::: Input data
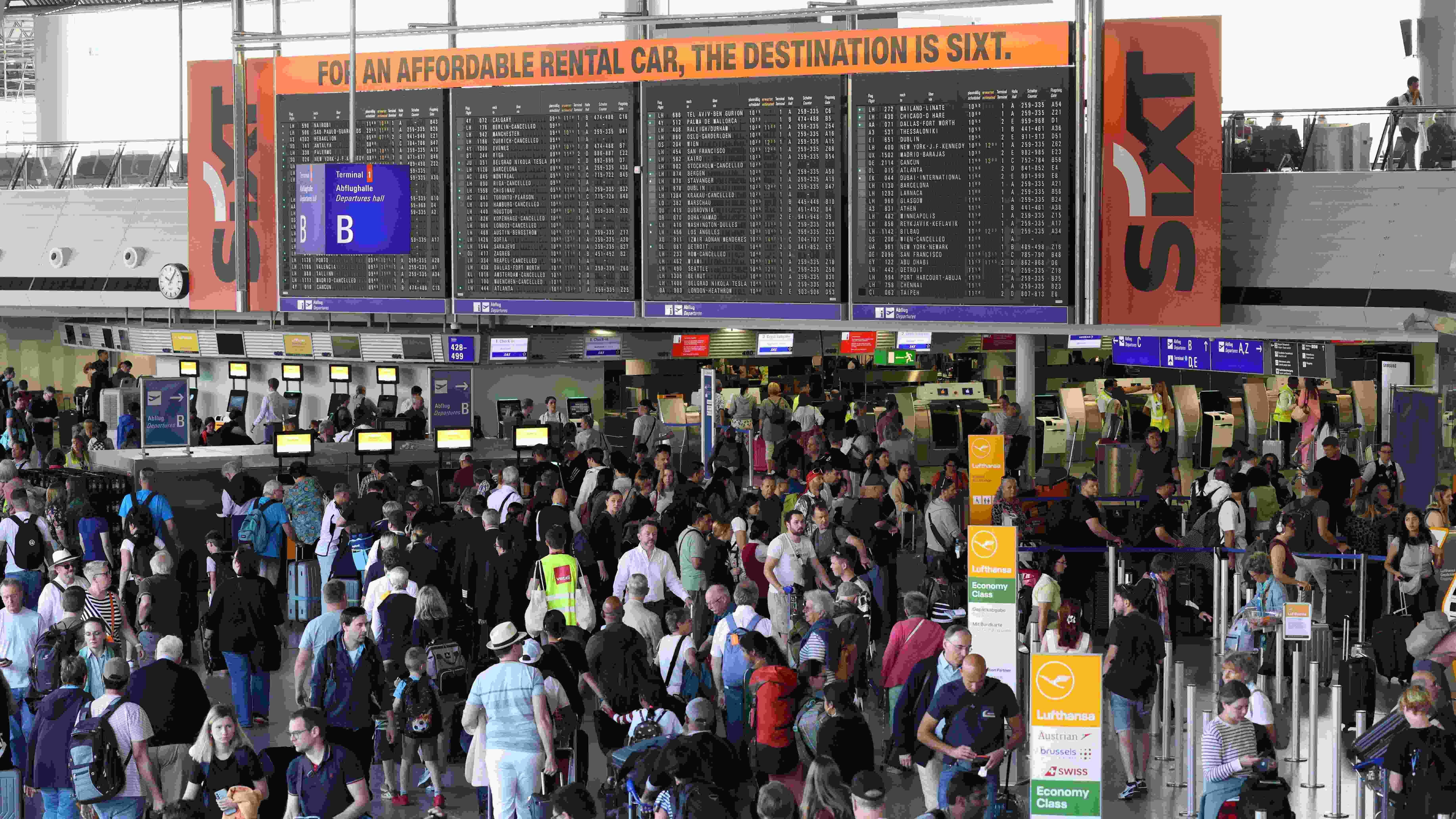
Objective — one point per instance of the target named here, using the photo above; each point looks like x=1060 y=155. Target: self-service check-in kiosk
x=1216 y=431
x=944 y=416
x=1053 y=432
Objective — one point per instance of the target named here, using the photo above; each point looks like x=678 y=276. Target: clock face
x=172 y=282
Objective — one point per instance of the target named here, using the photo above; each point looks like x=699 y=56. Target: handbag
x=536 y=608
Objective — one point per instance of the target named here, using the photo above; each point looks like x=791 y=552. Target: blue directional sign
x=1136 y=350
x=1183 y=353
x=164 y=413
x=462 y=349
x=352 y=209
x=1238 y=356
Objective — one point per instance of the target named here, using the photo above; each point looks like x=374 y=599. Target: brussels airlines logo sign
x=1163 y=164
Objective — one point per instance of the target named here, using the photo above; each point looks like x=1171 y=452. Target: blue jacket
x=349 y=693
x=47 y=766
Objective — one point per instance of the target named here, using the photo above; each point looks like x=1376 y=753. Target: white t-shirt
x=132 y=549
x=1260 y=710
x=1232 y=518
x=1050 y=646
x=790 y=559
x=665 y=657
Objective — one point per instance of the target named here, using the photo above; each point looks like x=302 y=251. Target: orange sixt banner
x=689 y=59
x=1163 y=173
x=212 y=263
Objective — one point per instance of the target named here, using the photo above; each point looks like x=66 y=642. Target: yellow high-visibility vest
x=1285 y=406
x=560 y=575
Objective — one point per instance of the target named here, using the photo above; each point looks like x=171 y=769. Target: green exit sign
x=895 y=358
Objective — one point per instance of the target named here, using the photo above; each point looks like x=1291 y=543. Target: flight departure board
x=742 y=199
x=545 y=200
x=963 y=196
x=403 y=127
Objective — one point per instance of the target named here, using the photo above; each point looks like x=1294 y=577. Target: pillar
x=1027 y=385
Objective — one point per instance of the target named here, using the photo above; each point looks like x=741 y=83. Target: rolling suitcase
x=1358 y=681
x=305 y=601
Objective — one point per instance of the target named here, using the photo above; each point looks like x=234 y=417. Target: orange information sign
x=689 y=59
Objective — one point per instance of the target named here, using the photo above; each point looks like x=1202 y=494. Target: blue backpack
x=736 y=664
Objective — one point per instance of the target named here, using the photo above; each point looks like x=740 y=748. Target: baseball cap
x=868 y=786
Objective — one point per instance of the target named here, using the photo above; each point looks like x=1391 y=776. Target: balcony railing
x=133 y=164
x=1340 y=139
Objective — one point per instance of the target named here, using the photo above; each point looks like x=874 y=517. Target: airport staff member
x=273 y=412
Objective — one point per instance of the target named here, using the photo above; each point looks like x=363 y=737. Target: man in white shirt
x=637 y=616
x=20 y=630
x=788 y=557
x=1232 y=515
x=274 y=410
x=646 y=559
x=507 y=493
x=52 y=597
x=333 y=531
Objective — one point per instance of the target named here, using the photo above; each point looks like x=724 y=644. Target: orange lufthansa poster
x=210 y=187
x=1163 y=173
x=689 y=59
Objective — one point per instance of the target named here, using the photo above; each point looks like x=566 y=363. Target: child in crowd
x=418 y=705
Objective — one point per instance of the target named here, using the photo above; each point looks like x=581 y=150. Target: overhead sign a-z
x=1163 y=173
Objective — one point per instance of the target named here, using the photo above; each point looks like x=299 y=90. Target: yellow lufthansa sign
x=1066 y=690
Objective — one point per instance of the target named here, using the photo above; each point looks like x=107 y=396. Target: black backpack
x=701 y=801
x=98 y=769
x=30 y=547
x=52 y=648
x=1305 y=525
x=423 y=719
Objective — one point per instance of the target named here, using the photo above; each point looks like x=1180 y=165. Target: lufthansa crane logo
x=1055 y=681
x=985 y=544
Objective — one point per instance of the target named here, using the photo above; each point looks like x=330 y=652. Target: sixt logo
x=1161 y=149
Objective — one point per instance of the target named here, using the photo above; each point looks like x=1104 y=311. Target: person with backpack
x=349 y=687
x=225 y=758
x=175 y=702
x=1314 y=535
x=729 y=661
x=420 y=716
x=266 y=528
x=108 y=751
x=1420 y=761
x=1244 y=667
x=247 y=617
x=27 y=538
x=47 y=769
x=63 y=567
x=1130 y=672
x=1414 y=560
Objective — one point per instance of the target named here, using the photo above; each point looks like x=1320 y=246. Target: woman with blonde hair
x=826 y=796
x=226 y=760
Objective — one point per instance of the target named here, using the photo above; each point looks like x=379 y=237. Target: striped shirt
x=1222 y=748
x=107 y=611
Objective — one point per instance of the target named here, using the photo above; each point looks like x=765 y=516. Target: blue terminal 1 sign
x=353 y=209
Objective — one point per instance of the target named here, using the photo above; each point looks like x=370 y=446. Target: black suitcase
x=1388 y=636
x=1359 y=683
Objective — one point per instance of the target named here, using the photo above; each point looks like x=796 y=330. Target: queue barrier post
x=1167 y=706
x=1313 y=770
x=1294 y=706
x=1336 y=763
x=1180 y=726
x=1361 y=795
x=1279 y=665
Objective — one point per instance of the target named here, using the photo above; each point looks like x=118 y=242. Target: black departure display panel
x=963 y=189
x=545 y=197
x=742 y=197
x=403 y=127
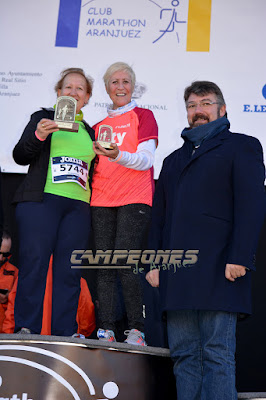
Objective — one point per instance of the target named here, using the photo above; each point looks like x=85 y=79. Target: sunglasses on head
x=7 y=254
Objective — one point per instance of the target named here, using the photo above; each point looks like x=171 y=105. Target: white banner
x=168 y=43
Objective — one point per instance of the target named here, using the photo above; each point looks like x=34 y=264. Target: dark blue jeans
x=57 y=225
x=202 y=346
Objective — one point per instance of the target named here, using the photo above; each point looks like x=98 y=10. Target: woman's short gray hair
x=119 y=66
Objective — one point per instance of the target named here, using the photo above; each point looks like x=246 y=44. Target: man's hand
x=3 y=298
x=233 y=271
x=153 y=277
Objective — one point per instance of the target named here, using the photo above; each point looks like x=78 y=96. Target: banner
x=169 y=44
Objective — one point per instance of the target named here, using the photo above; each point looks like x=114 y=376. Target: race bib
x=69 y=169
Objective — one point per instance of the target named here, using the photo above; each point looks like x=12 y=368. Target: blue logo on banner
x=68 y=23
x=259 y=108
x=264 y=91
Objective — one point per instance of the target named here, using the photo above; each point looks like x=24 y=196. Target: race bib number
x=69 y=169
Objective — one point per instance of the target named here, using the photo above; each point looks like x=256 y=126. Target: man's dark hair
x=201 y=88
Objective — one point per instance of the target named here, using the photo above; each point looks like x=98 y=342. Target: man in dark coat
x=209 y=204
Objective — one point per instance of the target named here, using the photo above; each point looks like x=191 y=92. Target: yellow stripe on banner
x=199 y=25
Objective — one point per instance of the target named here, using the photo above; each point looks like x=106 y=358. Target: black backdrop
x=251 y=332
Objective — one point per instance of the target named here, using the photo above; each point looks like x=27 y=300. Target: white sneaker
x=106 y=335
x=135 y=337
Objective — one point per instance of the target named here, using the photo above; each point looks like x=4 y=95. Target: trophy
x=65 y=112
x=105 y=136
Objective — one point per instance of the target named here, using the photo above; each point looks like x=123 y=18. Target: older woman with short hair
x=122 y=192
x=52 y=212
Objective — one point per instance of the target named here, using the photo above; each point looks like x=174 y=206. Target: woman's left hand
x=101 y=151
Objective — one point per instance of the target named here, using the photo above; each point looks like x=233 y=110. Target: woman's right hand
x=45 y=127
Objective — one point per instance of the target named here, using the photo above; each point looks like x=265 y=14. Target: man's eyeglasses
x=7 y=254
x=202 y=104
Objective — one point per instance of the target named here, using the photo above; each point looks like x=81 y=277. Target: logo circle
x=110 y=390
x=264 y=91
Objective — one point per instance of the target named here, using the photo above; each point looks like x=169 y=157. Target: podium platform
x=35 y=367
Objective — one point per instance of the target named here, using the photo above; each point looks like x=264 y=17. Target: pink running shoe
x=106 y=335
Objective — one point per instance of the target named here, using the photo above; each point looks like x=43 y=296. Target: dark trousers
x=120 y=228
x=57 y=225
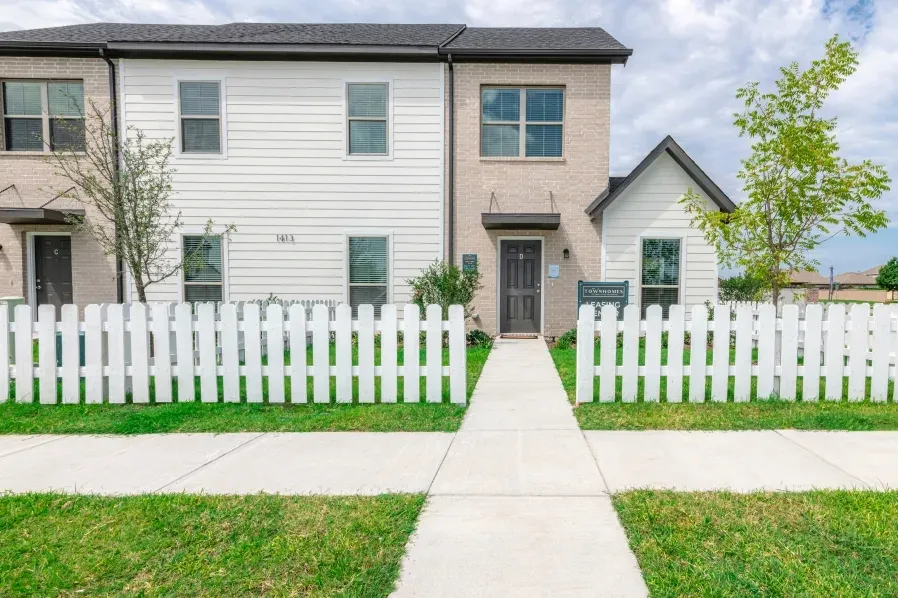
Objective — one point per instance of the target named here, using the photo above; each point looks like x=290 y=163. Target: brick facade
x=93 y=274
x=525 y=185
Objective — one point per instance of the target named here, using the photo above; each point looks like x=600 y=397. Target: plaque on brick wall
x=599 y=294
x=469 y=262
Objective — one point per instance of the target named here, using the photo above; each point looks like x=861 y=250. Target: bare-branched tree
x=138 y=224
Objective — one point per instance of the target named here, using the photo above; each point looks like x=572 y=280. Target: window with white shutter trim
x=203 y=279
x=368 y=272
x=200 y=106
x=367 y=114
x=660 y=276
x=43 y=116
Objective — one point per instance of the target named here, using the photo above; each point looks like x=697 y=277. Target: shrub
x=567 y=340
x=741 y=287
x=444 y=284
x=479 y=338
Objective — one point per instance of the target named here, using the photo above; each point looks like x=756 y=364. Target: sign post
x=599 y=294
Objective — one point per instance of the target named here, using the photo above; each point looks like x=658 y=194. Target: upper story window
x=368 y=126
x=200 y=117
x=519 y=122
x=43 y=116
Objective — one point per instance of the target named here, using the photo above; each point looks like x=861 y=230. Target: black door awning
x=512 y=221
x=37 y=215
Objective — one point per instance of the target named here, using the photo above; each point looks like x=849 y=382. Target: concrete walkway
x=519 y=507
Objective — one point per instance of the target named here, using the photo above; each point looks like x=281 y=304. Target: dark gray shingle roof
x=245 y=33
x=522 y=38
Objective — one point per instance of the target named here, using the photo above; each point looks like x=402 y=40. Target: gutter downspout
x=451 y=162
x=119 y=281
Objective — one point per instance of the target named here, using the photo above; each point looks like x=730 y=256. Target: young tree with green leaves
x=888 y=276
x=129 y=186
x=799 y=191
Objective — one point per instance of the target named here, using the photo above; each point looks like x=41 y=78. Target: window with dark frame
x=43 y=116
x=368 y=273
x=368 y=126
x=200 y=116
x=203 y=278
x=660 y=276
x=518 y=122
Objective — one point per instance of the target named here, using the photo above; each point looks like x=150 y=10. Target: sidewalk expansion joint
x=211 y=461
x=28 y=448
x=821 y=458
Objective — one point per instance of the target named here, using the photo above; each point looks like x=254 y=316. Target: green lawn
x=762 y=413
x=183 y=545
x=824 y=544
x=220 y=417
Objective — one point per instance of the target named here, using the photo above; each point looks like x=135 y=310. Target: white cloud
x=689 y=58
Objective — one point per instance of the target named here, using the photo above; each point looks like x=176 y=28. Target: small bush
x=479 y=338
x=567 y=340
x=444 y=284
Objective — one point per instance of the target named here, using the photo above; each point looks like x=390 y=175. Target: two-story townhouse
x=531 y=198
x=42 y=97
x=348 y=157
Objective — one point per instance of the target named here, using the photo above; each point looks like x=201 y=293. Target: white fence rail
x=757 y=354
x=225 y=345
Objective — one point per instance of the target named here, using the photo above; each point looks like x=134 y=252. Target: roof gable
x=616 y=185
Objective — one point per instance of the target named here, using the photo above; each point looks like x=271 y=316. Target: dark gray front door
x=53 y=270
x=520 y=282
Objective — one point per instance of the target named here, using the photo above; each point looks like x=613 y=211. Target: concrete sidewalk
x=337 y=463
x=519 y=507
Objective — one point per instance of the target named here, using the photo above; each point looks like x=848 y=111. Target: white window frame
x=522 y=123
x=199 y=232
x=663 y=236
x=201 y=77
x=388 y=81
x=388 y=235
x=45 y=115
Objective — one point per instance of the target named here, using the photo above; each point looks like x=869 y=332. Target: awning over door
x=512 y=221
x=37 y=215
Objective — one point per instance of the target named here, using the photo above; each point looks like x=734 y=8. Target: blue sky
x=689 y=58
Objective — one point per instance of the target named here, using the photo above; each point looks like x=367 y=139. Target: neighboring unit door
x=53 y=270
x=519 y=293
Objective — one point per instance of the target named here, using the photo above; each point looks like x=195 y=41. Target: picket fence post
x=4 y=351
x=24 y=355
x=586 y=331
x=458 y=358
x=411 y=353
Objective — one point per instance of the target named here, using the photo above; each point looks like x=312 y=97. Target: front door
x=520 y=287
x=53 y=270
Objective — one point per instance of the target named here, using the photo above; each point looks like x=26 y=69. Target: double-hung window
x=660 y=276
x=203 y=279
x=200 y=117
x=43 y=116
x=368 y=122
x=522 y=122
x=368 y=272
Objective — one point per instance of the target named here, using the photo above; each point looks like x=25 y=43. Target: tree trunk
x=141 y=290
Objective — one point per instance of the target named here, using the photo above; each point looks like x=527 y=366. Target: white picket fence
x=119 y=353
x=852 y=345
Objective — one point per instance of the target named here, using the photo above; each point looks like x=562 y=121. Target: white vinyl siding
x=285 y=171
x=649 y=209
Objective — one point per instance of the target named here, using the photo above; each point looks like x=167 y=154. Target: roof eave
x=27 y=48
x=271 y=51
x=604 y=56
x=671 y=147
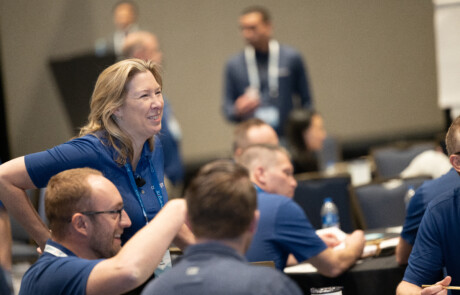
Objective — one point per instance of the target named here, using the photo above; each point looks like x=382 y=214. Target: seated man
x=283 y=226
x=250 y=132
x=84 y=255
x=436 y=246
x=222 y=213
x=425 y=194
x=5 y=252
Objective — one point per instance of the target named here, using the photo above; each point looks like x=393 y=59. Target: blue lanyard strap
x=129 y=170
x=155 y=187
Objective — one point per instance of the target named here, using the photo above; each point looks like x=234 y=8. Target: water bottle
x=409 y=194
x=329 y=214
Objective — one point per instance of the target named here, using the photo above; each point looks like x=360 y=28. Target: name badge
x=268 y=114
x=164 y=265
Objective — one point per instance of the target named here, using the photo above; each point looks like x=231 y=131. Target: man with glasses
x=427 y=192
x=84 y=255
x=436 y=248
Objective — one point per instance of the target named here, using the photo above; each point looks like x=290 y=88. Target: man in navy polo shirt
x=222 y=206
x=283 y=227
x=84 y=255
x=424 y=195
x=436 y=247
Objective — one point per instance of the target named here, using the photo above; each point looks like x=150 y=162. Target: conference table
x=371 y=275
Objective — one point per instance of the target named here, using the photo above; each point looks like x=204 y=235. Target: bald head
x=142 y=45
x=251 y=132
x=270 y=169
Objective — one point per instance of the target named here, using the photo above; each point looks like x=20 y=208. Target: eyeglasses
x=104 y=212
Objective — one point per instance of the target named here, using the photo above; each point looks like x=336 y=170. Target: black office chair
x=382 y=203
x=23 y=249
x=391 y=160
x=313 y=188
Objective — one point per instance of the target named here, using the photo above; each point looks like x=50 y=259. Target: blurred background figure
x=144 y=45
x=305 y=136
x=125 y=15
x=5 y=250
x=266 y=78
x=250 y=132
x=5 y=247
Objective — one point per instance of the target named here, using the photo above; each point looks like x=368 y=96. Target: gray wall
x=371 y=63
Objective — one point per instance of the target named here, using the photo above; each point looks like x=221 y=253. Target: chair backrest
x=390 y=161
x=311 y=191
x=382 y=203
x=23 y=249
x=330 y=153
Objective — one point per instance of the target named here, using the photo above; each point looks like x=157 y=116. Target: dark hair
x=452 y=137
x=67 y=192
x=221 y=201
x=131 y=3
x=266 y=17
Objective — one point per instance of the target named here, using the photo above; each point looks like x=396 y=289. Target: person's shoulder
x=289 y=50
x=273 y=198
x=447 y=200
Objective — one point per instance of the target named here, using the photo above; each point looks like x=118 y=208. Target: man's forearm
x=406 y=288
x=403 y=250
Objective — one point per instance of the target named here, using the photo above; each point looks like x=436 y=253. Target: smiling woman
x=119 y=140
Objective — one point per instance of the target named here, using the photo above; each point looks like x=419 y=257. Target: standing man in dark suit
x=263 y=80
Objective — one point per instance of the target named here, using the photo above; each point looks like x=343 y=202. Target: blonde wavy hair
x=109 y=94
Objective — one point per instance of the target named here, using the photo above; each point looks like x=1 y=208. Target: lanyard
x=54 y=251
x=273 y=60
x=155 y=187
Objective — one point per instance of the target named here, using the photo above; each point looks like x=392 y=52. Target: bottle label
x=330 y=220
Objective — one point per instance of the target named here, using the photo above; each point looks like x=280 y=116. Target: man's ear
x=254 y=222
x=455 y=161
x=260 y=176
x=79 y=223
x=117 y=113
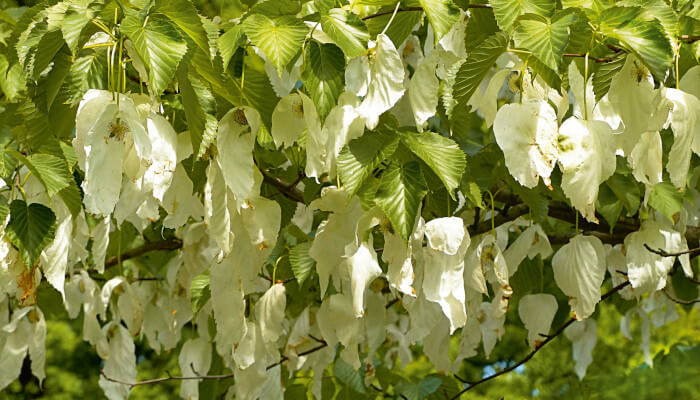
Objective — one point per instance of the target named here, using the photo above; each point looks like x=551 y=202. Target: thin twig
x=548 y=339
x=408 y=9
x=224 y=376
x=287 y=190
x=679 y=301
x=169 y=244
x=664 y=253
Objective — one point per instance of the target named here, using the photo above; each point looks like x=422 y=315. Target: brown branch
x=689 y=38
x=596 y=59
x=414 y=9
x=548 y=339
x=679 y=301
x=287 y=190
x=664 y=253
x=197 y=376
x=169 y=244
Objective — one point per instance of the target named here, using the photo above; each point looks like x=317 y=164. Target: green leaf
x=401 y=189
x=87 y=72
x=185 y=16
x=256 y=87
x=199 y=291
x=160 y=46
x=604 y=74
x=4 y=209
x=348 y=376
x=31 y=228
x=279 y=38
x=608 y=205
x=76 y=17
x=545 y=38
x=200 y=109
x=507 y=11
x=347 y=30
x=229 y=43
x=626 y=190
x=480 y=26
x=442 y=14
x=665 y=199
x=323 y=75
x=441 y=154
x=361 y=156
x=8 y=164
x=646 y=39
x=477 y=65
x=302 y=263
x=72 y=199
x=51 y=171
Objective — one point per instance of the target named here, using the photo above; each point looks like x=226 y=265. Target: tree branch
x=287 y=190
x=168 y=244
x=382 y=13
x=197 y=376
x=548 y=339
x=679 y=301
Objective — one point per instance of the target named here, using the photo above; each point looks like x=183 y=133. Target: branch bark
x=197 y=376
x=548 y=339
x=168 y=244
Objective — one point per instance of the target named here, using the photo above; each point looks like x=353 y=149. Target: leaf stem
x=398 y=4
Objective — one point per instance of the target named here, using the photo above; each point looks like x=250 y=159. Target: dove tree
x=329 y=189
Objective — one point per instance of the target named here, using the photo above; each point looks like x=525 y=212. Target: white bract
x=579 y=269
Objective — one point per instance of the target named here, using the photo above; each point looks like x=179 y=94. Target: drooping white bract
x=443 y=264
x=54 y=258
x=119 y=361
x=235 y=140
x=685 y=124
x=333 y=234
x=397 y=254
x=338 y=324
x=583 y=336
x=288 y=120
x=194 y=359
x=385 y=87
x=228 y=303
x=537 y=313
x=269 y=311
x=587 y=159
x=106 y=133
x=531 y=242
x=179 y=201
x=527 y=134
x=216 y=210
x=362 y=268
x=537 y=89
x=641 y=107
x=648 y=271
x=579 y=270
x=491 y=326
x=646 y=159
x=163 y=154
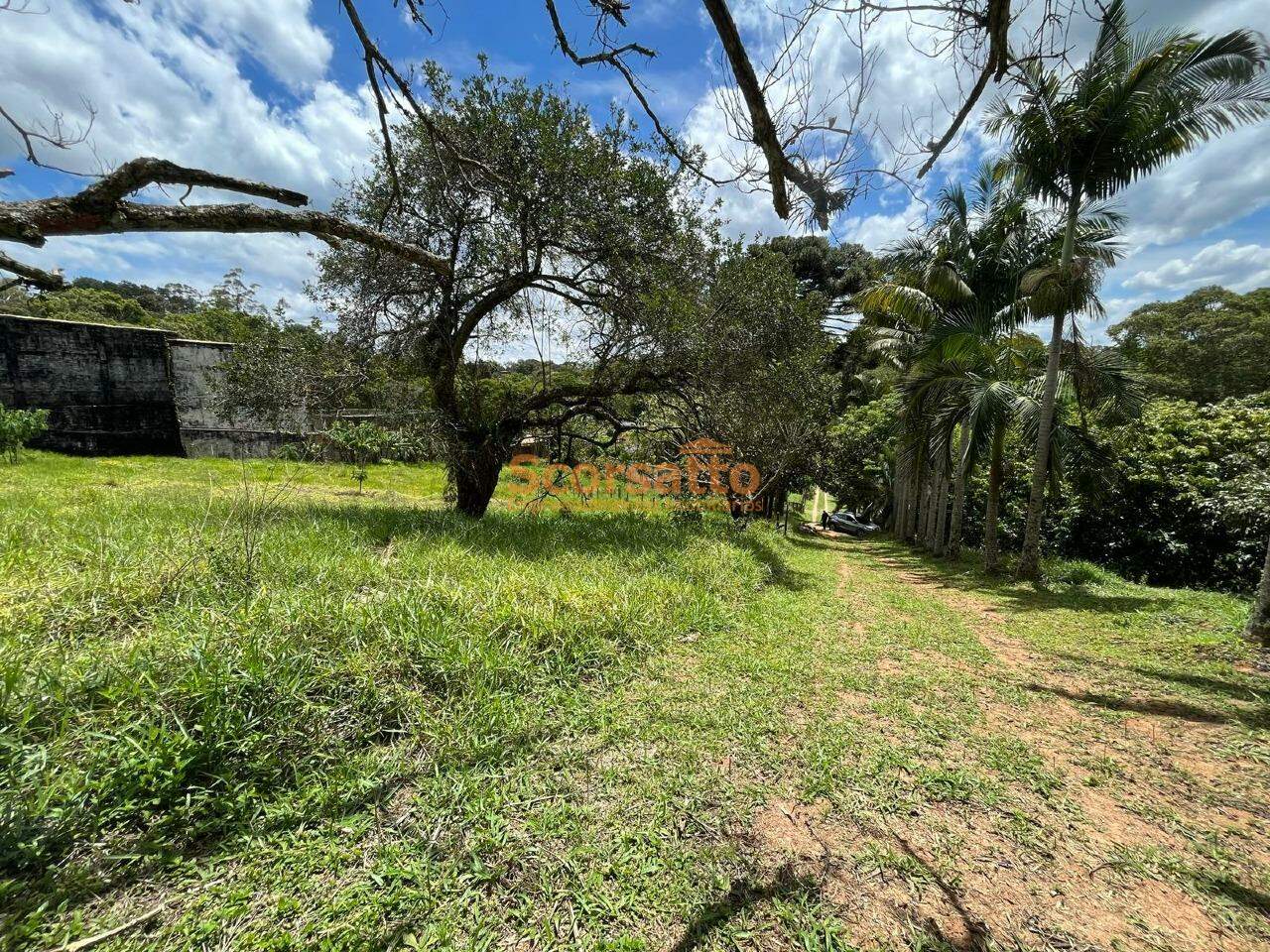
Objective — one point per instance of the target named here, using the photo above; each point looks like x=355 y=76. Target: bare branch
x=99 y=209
::::::
- What this task involves: Transcribe the rows above word for word, starting with the first row and ending with the line that contains "x=560 y=575", both ends included. Leave the pictures out.

- Task output:
Objective — one point per instance of the target named here, using the photo above; each point looks like x=1060 y=155. Target: self-service check-in kiosk
x=1216 y=431
x=944 y=416
x=1053 y=432
Objective — one point per instance of the target named here, using the photo above; each point looks like x=678 y=276. Target: clock face
x=172 y=282
Objective — one point per instance of the target named here, using the photo above; each point looks like x=699 y=56. Target: handbag
x=536 y=608
Objective — one point per instance of the target named here, using the photo above; each point looks like x=791 y=552. Target: blue directional sign
x=1136 y=350
x=1183 y=353
x=164 y=413
x=462 y=349
x=352 y=209
x=1238 y=356
Objective — one point per instance of the target named here, using the photo above; each point looks like x=374 y=599. Target: brussels airlines logo sign
x=1163 y=164
Objective — one point per instance of the target named here, using the photo above; each point looks like x=1171 y=452. Target: blue jacket
x=349 y=693
x=47 y=766
Objective — one point per instance of the target named here, using the photo above; each point looks like x=1376 y=753. Target: white t-shirt
x=132 y=549
x=1260 y=710
x=1232 y=518
x=1050 y=646
x=790 y=559
x=665 y=657
Objective — one point per instance of the target named here, using the photo above; each point looks like x=302 y=251. Target: orange sixt banner
x=689 y=59
x=1163 y=173
x=212 y=263
Objective — one point per instance of the target named here, using the photo above; each point looks like x=66 y=642. Target: yellow high-visibility vest
x=1285 y=406
x=560 y=575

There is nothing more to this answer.